### Отрывок текста

Читаем Про/чтение (сборник эссе) полностью

В первом, сколь же интересном эссе о вояжах по Западу в станиславовскую эпоху, я натыкаюсь на подробнейшее обсуждение дневника Яна Онуфрия Оссолиньского, дневник любопытный, поскольку типичный, но уж точно не выдающийся, написанный по воле отца на плохом французском, к тому же под сильным влиянием знаменитой тогда книги abbé Койе, капеллана кавалерии (!), очень популярного в то время произведения, о котором Возняковский выражается не слишком восторженно. С самого начала родословная и родственные связи того же Оссолиньского (очень значимые для описания его в том, а не ином контексте) занимают целую страницу, включая любопытные ветки генеалогических связей его тетки, пани Ловендаль, с французами. Так же точно и в начале последнего эссе, «Можно ли художнику жениться?», когда я надеялся, что смогу передохнуть и наконец-то узнаю, можно ли жениться живописцу, я снова столкнулся с перечнем имен и списком произведений Жмиховской, Швейковского, Крашевского, Тышиньского, Моржковской, Качковского, Коженевского, Мюрже, Шанфлёри, Бодлера, Норвида, Маковецкого и т. д. и т. д. Уф-ф!

### Записанные данные
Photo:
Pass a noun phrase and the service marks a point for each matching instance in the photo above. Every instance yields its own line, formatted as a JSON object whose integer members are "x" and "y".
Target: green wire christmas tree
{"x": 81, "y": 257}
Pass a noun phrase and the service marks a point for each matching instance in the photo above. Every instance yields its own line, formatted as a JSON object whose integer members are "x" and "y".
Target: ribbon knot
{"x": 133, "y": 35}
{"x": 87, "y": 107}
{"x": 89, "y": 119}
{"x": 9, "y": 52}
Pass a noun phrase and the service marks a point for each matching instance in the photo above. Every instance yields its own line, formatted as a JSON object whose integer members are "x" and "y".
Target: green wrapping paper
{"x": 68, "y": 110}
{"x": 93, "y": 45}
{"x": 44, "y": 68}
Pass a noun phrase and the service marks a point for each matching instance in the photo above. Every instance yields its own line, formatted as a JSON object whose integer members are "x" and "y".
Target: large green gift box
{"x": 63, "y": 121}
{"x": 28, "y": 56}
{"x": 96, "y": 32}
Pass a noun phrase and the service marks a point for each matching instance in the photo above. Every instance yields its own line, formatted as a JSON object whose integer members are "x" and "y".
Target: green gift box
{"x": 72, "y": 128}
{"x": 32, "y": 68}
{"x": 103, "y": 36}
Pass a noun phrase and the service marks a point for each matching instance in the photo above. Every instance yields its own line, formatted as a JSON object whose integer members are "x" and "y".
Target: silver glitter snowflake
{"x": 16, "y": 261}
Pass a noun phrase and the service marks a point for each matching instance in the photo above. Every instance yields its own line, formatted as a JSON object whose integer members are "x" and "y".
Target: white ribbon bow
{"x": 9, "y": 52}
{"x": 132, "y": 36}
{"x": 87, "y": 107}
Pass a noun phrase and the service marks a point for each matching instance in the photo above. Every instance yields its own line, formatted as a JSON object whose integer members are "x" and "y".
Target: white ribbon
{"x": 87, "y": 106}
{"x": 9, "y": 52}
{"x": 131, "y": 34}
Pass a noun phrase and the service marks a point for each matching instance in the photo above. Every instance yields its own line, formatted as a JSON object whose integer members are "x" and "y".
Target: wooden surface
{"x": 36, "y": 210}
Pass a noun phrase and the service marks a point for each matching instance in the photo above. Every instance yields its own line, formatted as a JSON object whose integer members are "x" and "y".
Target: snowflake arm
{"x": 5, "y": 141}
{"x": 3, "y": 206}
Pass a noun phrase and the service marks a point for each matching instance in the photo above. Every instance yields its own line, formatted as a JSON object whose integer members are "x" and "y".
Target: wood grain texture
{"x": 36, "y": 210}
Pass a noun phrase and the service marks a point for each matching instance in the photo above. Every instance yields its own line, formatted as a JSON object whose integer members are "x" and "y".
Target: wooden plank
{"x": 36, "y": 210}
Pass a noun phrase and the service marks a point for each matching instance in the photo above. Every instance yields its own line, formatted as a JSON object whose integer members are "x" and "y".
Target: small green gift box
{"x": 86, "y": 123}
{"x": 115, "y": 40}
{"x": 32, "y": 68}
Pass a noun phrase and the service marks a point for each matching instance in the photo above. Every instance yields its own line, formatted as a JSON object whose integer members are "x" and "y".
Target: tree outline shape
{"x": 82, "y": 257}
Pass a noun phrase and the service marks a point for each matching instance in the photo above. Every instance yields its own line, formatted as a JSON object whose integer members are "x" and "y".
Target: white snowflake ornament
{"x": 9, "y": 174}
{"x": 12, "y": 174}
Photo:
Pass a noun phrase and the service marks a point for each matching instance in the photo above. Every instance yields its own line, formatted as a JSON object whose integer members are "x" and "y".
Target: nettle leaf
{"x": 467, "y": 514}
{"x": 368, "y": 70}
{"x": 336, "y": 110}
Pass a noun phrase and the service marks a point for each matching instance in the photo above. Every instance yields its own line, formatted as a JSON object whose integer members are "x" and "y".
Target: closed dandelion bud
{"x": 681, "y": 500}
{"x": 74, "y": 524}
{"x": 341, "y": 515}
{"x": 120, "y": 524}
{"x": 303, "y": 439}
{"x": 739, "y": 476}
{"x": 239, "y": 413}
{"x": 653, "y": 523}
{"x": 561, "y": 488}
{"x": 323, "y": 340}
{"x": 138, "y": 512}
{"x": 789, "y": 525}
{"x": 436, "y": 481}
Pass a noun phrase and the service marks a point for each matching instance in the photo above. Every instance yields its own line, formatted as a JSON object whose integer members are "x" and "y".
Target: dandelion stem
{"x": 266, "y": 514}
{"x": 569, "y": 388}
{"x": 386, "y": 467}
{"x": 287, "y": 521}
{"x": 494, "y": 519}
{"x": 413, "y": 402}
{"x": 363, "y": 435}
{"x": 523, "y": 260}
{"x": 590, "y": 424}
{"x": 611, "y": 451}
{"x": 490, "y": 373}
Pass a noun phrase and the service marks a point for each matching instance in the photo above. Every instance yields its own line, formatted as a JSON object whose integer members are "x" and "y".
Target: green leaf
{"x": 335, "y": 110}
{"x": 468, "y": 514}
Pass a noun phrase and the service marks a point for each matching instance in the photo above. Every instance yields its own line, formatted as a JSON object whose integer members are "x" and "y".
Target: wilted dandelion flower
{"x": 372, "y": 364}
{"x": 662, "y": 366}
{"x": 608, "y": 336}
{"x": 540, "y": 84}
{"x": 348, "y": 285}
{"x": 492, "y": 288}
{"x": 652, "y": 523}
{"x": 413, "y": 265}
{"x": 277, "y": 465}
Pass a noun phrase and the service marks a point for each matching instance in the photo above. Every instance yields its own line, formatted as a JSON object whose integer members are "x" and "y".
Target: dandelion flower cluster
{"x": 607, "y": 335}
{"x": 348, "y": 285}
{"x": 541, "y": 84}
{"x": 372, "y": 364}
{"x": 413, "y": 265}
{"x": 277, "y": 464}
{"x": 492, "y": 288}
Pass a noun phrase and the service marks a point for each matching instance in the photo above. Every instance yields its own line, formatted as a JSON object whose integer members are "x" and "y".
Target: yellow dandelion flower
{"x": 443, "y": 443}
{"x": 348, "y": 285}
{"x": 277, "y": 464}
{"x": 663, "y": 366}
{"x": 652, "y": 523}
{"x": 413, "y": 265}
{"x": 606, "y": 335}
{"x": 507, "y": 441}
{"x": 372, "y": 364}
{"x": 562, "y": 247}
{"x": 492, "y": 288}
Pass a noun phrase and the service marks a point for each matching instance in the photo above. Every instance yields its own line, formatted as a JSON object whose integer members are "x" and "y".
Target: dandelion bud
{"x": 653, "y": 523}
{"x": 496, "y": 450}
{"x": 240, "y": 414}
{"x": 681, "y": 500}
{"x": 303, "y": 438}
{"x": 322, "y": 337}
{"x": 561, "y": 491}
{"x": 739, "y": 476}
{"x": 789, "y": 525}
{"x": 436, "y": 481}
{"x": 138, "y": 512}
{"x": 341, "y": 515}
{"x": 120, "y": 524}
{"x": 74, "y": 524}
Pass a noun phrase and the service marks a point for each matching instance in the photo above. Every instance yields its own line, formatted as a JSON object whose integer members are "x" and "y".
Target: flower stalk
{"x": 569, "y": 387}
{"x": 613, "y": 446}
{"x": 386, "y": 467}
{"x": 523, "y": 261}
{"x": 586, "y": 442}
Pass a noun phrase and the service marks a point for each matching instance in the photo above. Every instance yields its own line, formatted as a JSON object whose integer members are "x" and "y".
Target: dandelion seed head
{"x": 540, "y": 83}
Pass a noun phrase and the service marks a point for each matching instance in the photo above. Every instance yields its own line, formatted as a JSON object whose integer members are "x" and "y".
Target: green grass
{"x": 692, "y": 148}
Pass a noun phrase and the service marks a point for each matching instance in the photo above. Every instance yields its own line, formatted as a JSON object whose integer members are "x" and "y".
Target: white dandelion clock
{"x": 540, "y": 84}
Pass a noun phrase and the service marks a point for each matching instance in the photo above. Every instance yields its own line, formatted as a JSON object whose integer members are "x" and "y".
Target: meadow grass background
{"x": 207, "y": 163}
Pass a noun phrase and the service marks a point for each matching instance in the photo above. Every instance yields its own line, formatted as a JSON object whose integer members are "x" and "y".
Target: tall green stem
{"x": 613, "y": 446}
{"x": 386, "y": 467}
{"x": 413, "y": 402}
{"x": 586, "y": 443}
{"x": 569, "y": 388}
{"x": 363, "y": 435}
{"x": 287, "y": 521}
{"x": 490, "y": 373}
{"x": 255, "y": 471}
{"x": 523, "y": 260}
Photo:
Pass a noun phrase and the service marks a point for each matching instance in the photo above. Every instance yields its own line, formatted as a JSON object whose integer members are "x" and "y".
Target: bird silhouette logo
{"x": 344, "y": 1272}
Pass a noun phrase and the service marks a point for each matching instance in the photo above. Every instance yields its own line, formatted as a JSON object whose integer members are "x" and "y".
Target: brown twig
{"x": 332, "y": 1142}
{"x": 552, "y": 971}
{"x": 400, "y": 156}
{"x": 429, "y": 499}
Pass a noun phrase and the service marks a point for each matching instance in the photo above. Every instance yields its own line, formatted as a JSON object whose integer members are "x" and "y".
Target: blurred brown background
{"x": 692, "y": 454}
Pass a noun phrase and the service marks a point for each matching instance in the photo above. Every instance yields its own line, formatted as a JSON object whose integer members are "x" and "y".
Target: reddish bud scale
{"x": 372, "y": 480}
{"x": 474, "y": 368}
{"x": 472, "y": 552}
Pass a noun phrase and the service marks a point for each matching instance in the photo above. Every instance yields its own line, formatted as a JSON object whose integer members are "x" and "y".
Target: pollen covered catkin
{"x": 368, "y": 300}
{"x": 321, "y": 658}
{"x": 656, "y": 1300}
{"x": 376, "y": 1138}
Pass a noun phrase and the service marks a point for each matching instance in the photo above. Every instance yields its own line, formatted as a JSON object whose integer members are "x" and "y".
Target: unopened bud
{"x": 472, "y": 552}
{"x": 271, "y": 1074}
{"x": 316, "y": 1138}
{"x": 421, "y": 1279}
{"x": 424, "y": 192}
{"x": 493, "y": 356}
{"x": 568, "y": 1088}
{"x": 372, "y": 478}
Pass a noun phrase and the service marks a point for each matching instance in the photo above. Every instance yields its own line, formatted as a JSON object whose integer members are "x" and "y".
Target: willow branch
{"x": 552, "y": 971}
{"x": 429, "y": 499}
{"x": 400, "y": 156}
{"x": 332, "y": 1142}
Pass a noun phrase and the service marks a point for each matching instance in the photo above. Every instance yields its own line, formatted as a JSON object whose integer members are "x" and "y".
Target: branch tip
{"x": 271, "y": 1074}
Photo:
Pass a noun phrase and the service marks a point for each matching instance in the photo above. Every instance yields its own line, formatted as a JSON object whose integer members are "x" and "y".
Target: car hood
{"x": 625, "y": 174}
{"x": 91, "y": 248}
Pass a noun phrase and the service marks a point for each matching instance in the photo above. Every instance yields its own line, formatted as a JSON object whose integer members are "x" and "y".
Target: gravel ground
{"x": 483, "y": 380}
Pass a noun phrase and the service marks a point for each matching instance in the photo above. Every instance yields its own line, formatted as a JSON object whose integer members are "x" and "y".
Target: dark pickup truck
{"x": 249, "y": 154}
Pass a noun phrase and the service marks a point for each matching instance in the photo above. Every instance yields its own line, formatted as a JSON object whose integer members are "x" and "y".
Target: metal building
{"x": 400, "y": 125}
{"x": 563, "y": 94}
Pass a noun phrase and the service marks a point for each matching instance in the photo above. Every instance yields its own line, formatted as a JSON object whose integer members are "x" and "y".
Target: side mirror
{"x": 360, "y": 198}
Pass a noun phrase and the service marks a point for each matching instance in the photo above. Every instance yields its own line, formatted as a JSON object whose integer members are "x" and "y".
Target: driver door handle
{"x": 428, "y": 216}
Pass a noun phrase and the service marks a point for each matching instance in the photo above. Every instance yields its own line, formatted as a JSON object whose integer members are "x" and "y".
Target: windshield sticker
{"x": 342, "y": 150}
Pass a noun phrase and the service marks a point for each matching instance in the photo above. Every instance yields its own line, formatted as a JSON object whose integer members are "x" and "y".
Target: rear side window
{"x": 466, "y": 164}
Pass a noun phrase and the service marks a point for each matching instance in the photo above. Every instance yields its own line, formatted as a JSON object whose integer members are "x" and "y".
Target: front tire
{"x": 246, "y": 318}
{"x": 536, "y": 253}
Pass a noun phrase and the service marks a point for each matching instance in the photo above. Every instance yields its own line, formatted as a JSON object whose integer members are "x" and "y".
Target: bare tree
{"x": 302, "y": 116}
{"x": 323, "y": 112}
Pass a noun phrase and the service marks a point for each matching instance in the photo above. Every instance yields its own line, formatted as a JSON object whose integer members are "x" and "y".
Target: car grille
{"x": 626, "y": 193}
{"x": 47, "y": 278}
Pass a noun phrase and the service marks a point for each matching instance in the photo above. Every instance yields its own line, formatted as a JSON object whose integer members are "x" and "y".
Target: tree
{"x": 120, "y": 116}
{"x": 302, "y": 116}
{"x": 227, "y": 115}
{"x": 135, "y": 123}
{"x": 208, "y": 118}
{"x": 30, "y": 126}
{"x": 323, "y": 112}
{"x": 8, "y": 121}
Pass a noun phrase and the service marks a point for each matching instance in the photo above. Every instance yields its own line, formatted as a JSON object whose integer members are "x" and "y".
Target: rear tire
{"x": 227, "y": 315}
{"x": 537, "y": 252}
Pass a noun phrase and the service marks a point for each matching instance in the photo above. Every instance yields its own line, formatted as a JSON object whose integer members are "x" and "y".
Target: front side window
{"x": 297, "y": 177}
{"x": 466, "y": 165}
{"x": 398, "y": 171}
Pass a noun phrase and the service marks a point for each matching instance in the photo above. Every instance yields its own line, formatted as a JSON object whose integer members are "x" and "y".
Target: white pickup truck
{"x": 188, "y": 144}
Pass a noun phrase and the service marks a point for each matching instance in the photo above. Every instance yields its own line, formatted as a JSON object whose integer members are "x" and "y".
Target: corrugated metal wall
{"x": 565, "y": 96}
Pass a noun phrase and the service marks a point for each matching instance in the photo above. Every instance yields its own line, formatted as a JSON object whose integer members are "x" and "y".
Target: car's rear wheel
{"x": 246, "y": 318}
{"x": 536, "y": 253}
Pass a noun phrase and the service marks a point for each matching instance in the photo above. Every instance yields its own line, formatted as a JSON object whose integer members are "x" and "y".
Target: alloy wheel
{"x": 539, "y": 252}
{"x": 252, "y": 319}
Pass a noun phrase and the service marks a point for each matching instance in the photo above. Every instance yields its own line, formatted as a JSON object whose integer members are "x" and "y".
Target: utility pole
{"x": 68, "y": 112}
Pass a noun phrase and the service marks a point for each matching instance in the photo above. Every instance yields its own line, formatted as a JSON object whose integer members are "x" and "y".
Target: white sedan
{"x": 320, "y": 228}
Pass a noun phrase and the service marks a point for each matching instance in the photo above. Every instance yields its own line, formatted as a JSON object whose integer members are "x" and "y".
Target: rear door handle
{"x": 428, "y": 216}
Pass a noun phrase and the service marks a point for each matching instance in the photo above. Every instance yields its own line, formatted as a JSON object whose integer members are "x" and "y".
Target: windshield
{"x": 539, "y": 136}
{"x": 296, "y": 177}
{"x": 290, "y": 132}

### Что нужно сделать
1. На каком языке, согласно отрывку о сборнике эссе, написан дневник Яна Онуфрия Оссолиньского?
2. Согласуются ли с отрывком о сборнике эссе следующие утверждения? Для каждого ответьте «да» или «нет» и приведите решающие слова отрывка.
(a) Дневник Оссолиньского назван выдающимся.
(b) Последнее эссе сборника называется «Можно ли художнику жениться?».
(c) Родословная и родственные связи Оссолиньского занимают целую страницу.
3. Продолжите отрывок о сборнике эссе «Про/чтение» после его последней фразы.

### Ответы к заданиям
1. На плохом французском.

2.
(a) Нет: «но уж точно не выдающийся».
(b) Да: «в начале последнего эссе, «Можно ли художнику жениться?»».
(c) Да: «занимают целую страницу».

3.
А ведь вгрызание в эти горы текстов, дневников, книг часто второго и третьего ряда приводит — как раз потому, что они не подобраны с точки зрения литературного уровня, — к очень интересным выводам, потому что тут идеал часто падает на мостовую и благодаря этому позволяет увидеть самый широкий спектр отношения обществ определенной эпохи к обсуждаемой теме практик того или иного социального слоя.

Только по-настоящему и до конца вчитавшись в эту книгу, я вынужден был взять назад если не все, то почти все критические замечания, а заряд мыслей, эрудиции, потрясающих временны́х ассоциаций, сюжетов, как они рождаются в нескольких странах, — все это не только начало волновать меня, но и заразило энтузиазмом.

От первой части — посвященной в основном путешествиям наших соотечественников и влиянию классицизма, неоклассицизма и барокко на Польшу в конце XVIII — начале XIX века, — проходя через главы о символе и аллегории, для меня самые трудные, я дохожу до глав, посвященных нескольким англичанам; для меня они во многих смыслах стали открытием.

От цитат из дневника Тёрнера до неизвестного мне Хэзлитта {Уильям Хэзлитт (1778–1830) — английский эссеист, популяризатор Шекспира.}, от идей Фюсли { Иоганн Генрих Фюсли, Генри Фзели (1741–1825) — швейцарский и английский рисовальщик и живописец, историк и теоретик искусства.} до Рёскина, сколько мне в голову приходит ассоциаций, выходящих далеко за пределы Англии.

Так случилось, что одновременно с чтением этой книги я посмотрел в Гран Пале редкой красоты выставку итальянских ташистов «I Macchiaioli». Кто в мире их знает? Или только у меня одного такой пробел? Ведь эти тосканцы, современники французских импрессионистов, не уступают им в смысле qualité

{Качество (фр.).} живописи, вводя в эту живопись, в ту пору такую же современную, редкий элемент сдержанности, больше напоминающий лучшие, еще римские, пейзажи Коро, чем французских импрессионистов.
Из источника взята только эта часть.